Copy out every line of the data that follows, exactly.

* * * * * * * * *

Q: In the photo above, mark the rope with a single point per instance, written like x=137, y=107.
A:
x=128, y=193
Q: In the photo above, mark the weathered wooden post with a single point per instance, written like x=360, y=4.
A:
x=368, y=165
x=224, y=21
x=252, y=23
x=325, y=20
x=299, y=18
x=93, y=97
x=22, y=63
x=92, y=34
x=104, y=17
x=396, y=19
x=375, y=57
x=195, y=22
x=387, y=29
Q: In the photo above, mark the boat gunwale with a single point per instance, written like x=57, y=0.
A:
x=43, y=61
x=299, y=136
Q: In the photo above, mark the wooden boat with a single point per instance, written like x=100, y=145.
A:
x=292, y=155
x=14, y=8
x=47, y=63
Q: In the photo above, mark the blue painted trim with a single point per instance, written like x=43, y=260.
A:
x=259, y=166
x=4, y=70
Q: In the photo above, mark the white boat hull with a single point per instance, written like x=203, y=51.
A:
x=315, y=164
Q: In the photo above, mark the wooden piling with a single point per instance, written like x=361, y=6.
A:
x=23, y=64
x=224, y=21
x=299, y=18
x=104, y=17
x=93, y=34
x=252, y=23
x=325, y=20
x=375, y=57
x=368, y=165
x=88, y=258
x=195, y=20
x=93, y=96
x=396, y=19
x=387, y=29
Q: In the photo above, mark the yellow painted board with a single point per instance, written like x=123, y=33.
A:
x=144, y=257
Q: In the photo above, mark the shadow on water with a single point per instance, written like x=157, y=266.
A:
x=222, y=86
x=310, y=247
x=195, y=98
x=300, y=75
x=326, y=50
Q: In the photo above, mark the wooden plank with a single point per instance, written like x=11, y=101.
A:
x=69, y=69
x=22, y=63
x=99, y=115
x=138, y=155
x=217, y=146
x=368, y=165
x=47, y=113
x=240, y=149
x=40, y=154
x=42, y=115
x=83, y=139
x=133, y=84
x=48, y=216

* * * * * * * * *

[Reply]
Q: In the photo above, mark the rope with a single point per instance, written like x=137, y=107.
A:
x=128, y=193
Q: In the photo above, mark the weathered wooden post with a single point per instance, written like x=360, y=4.
A:
x=368, y=165
x=224, y=21
x=252, y=23
x=325, y=20
x=299, y=18
x=93, y=97
x=22, y=63
x=92, y=34
x=104, y=17
x=396, y=19
x=375, y=57
x=195, y=22
x=387, y=29
Q: In the photo above, mark the boat gunwale with a single point per instance, written like x=57, y=0.
A:
x=43, y=61
x=299, y=136
Q: In the photo above, mark the wooden boat with a single point per instance, written like x=100, y=145.
A:
x=292, y=155
x=14, y=8
x=47, y=63
Q: In the photo above, mark the blue painted trim with a single point per instance, written like x=43, y=260.
A:
x=259, y=166
x=4, y=70
Q: In the photo above, mark the white boat hull with a single point per instance, written like x=203, y=51.
A:
x=315, y=164
Q: In the photo above, mark the wooden piling with a single point per instance, written like x=361, y=6.
A:
x=23, y=64
x=224, y=21
x=299, y=18
x=104, y=17
x=93, y=34
x=252, y=23
x=325, y=20
x=375, y=57
x=368, y=165
x=88, y=258
x=195, y=20
x=93, y=96
x=396, y=19
x=387, y=29
Q: In the photo above, mark the yellow painted board with a single point per instance, written like x=123, y=33.
A:
x=144, y=257
Q: In the photo above, mark the shadow on water with a single point per instance, written like x=157, y=266.
A:
x=222, y=86
x=310, y=247
x=195, y=98
x=300, y=75
x=326, y=50
Q: In the photo above, mark the wooden plank with a single point per instance, written like x=11, y=101.
A:
x=69, y=69
x=22, y=63
x=99, y=115
x=138, y=155
x=217, y=146
x=368, y=165
x=47, y=113
x=240, y=149
x=40, y=154
x=42, y=115
x=83, y=139
x=133, y=84
x=48, y=216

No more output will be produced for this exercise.